» Excerpt provided
How to Get All URLs from the Wayback Machine

by David Gossage March 28, 2026

The Wayback Machine (Archive.org) is one of the most powerful resources for SEO, migrations, and competitor research. But if you’ve ever tried to extract a full list of URLs from it, you’ll know it’s not exactly straightforward.

Contents:

Using the archive.org interface
Using the CDX API
Limitations
A faster way to get all URLs using a free tool

Before we go on, please bear in mind that archive.org is a wonderful tool that is free to use, but also needs our help to stay active. Please consider donating to archive.org to keep this service available for everyone.

1. Using the Wayback Machine Interface (Manual Method)

https://www.lifewire.com/thmb/8Cb2_ZOLP6P7GLYmsctRiq3ehL4%3D/1500x0/filters%3Ano_upscale%28%29%3Amax_bytes%28150000%29%3Astrip_icc%28%29/WaybackMachine-CalendarView-66a466e6111640959a1ef75fe1aa2fc0.jpg

The most common way to explore archived pages is via the Wayback Machine interface.

How it works:

Enter a domain (e.g. example.com)
Browse the timeline and calendar view
Click on specific snapshots to view archived pages

The problem:

This method is useful for browsing, but not for extracting URLs at scale.

You’ll quickly run into limitations:

No way to export URLs
No structured list of pages
Pages are slow to load
Difficult to analyse large sites

2. Using the Wayback Machine API (CDX API)

To extract URLs properly, you need to use the CDX API — the underlying data source behind the Wayback Machine.

Example API request:

http://web.archive.org/cdx/search/cdx?url=example.com/*&output=json&fl=original,timestamp,statuscode

This returns:

URL
Timestamp
HTTP status code

Adding a date range

You can refine results using from and to:

&from=20200501&to=20250531

Deduplicating URLs

To return only one version per URL:

&collapse=original

Full example:

http://web.archive.org/cdx/search/cdx?url=example.com/*&output=json&fl=original,timestamp,statuscode&from=20200501&to=20250531&collapse=original

Limitations of the API approach

While powerful, the API isn’t exactly user-friendly:

Requires manual URL construction
Returns raw JSON (not easy to analyse)
No built-in filtering (e.g. only 200 pages)
No export or visual interface
Large datasets can be hard to handle

This is where most people get stuck.

3. A Faster Way: Use a Wayback URL Extractor Tool

Instead of manually building API requests, you can use a tool to handle everything for you.

Use the Wayback Machine Extractor tool here

What the tool does:

Pulls all archived URLs for a domain
Lets you set a date range (YYYY/MM/DD)
Displays status codes and timestamps
Links directly to archived pages
Includes filters:
- Deduplicate URLs
- Show only 200 status pages
Allows CSV export or copy to clipboard

How to use the tool

Enter your domain
Set your date range
Click Fetch URLs
Apply filters if needed:
- Deduplicate → one row per URL
- Only 200s → remove redirects/errors
Export or copy results

You’ll instantly get a structured list of URLs, saving you time and headache.

Practical SEO Use Cases

1. Redirect mapping

Pull historical URLs to:

build 301 redirect maps
identify missing redirects
recover legacy pages

2. Website migrations

Before or after a migration:

verify old URLs
ensure coverage
find dropped pages

3. Competitor analysis

See what competitors:

used to rank for
have removed or consolidated
previously targeted

4. Expired domain research

Check:

historical site structure
spam signals
content themes

5. Content recovery

Find and restore:

deleted blog posts
product pages
landing pages

» Data lines

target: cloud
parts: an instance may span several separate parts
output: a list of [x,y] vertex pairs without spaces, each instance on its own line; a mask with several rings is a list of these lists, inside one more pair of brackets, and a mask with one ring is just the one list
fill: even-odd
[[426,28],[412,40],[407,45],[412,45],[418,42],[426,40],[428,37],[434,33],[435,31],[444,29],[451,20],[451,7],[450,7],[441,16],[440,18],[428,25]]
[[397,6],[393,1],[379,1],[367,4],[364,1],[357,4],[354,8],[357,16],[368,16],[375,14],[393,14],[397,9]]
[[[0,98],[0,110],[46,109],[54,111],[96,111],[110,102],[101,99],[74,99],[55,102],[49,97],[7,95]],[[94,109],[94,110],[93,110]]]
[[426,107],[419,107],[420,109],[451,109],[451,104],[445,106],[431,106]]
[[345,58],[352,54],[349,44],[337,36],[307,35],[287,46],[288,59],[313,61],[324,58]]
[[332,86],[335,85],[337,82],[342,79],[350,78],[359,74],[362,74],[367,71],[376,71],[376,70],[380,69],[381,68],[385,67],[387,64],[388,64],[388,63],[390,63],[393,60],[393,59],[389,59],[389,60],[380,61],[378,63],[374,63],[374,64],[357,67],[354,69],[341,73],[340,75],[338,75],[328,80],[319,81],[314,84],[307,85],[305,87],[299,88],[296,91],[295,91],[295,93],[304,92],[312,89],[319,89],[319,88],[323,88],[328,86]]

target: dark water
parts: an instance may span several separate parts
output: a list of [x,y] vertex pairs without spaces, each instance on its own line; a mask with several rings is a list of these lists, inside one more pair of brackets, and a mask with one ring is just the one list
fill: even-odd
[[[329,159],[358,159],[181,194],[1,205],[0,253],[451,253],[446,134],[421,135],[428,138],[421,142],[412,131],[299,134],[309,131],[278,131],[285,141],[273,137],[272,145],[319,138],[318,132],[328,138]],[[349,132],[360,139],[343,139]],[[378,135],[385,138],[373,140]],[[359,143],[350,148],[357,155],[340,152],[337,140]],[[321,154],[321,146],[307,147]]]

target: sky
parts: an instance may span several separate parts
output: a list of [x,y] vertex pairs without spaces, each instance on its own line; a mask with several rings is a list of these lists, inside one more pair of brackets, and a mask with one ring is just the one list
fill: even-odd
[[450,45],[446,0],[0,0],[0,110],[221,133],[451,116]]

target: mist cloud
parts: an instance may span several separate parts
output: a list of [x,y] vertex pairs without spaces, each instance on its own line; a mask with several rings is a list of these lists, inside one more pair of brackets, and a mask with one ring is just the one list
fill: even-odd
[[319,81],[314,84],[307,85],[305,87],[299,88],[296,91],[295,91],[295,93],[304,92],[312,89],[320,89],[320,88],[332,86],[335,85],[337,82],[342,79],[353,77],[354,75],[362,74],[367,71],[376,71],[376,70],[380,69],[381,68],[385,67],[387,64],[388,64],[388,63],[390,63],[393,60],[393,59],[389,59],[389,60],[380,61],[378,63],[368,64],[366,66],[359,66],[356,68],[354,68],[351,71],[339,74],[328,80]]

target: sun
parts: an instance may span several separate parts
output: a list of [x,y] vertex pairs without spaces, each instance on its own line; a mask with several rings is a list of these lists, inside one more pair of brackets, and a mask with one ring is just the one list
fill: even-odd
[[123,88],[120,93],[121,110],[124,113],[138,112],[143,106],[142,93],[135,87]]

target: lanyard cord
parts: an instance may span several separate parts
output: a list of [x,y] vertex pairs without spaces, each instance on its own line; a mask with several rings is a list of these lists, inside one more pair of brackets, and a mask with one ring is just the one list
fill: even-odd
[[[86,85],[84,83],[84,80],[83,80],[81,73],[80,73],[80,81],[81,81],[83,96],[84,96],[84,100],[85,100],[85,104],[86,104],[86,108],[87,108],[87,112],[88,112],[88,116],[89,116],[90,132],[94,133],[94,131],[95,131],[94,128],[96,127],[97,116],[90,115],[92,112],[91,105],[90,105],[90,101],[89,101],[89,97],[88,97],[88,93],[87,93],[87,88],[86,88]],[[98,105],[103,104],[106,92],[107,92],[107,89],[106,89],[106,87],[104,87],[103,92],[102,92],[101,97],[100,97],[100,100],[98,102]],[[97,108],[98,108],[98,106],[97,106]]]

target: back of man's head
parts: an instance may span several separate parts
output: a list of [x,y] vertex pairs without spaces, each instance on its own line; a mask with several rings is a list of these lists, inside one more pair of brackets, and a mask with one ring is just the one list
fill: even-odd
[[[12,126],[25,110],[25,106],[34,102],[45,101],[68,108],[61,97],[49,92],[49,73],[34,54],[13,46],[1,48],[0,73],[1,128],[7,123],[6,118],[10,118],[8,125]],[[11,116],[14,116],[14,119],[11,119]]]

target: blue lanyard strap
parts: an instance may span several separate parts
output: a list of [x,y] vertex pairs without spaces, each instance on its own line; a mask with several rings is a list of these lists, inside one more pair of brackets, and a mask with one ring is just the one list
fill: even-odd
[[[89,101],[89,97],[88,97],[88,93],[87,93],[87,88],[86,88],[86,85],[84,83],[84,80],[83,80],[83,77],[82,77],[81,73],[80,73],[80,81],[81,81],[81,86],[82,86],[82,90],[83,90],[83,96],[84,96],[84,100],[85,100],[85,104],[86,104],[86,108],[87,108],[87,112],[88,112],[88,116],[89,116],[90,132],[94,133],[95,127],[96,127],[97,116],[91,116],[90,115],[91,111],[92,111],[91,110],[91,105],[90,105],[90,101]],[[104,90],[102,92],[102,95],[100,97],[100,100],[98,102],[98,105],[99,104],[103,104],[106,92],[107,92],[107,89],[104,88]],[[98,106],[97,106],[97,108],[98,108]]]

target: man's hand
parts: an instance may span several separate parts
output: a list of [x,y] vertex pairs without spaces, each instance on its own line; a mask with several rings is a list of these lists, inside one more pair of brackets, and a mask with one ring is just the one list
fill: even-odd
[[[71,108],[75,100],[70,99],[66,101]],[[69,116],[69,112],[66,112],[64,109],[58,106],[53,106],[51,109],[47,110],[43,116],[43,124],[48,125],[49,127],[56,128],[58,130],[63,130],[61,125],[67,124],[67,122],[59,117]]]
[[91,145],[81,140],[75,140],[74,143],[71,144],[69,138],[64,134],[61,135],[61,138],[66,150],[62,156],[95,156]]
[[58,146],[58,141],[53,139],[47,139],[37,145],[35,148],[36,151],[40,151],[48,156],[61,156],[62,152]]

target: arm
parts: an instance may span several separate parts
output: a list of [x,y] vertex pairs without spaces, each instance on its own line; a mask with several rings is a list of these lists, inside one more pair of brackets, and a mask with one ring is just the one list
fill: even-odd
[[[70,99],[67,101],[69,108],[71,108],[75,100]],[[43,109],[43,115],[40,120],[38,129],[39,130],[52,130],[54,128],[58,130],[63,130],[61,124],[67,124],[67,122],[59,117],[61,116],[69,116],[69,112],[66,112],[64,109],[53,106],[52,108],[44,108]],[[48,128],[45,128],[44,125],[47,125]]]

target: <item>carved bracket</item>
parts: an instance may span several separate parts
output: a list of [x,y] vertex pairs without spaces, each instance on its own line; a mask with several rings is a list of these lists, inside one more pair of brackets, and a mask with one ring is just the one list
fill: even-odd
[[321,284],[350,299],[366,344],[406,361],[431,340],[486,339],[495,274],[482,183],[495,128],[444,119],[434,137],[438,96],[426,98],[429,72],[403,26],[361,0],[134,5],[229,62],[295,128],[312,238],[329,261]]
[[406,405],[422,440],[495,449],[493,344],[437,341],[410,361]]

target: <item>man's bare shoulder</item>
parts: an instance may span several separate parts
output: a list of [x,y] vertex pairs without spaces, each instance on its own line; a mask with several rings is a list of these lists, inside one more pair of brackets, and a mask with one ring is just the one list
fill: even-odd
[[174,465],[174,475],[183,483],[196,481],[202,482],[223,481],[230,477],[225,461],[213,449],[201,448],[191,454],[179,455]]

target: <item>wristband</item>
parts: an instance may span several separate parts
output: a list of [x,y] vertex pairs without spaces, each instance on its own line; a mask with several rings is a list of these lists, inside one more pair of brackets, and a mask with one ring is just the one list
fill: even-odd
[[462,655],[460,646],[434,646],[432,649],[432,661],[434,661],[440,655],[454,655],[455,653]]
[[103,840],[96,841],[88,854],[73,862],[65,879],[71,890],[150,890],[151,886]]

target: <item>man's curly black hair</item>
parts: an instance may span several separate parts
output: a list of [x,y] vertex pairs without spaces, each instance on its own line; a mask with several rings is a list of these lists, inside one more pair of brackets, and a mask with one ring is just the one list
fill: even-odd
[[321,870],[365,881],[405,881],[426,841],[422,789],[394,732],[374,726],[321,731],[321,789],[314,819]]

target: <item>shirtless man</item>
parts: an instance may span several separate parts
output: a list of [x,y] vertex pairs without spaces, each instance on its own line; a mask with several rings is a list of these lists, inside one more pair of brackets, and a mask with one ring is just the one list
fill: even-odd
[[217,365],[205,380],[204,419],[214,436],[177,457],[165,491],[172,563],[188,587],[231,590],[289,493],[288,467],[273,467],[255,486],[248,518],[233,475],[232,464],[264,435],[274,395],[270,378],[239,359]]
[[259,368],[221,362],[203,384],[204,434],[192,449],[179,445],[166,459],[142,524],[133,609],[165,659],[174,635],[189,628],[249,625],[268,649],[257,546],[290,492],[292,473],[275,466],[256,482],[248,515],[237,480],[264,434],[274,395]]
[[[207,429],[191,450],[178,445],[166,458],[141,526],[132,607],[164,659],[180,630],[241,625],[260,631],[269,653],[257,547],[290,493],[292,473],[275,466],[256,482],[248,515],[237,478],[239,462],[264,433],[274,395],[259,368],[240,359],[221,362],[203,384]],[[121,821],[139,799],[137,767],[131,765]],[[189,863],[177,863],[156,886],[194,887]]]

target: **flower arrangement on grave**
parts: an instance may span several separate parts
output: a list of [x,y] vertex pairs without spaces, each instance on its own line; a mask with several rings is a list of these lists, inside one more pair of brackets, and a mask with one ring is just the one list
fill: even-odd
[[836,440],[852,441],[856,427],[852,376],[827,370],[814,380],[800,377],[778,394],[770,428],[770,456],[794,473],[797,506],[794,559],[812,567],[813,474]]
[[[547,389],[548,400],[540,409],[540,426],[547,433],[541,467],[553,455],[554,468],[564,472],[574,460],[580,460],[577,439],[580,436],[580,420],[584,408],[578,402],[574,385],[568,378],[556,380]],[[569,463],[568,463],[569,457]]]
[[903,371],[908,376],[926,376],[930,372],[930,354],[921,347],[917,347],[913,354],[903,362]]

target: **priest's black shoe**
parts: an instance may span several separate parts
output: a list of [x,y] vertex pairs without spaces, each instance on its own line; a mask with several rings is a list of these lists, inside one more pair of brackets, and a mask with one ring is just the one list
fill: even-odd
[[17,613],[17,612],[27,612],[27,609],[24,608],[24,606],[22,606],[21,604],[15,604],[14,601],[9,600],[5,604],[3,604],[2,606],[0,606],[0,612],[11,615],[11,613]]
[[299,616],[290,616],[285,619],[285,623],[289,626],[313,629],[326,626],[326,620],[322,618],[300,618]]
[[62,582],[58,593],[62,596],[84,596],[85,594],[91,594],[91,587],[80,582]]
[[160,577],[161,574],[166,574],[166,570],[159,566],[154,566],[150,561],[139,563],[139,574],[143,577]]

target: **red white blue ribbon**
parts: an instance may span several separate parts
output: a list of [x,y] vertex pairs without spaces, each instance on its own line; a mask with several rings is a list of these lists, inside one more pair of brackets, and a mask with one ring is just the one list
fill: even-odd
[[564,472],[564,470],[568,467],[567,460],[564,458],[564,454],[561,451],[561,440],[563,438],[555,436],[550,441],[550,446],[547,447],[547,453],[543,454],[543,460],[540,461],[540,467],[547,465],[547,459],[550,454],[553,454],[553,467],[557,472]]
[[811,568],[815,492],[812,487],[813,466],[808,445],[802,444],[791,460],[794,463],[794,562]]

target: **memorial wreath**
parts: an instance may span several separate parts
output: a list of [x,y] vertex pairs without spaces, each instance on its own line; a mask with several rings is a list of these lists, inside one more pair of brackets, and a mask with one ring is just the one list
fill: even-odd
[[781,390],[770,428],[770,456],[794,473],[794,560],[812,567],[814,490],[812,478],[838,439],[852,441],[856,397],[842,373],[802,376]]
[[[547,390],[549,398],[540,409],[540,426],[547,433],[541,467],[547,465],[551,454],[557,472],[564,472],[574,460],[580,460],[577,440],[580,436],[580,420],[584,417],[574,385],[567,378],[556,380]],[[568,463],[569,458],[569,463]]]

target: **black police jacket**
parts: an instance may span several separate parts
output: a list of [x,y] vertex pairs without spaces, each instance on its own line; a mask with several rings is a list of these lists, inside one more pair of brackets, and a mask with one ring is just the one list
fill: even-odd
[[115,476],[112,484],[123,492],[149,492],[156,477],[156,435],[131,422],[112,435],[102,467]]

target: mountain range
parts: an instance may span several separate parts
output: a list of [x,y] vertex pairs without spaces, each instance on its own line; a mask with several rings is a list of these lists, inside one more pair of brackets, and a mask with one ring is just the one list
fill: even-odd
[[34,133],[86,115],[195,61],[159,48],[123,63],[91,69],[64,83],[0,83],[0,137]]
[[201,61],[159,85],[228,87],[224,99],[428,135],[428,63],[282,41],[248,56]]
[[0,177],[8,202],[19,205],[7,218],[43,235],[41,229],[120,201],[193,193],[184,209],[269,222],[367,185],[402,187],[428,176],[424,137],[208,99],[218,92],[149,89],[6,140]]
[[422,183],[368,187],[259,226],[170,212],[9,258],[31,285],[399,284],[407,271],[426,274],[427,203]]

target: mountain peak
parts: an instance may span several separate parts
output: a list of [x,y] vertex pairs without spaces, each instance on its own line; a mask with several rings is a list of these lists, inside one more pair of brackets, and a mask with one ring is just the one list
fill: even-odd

» Objective
Transcribe the passage of the Wayback Machine guide above word for word, starting with "While powerful, the" and going on through "people get stuck.".

» Task output
While powerful, the API isn’t exactly user-friendly:

Requires manual URL construction
Returns raw JSON (not easy to analyse)
No built-in filtering (e.g. only 200 pages)
No export or visual interface
Large datasets can be hard to handle

This is where most people get stuck.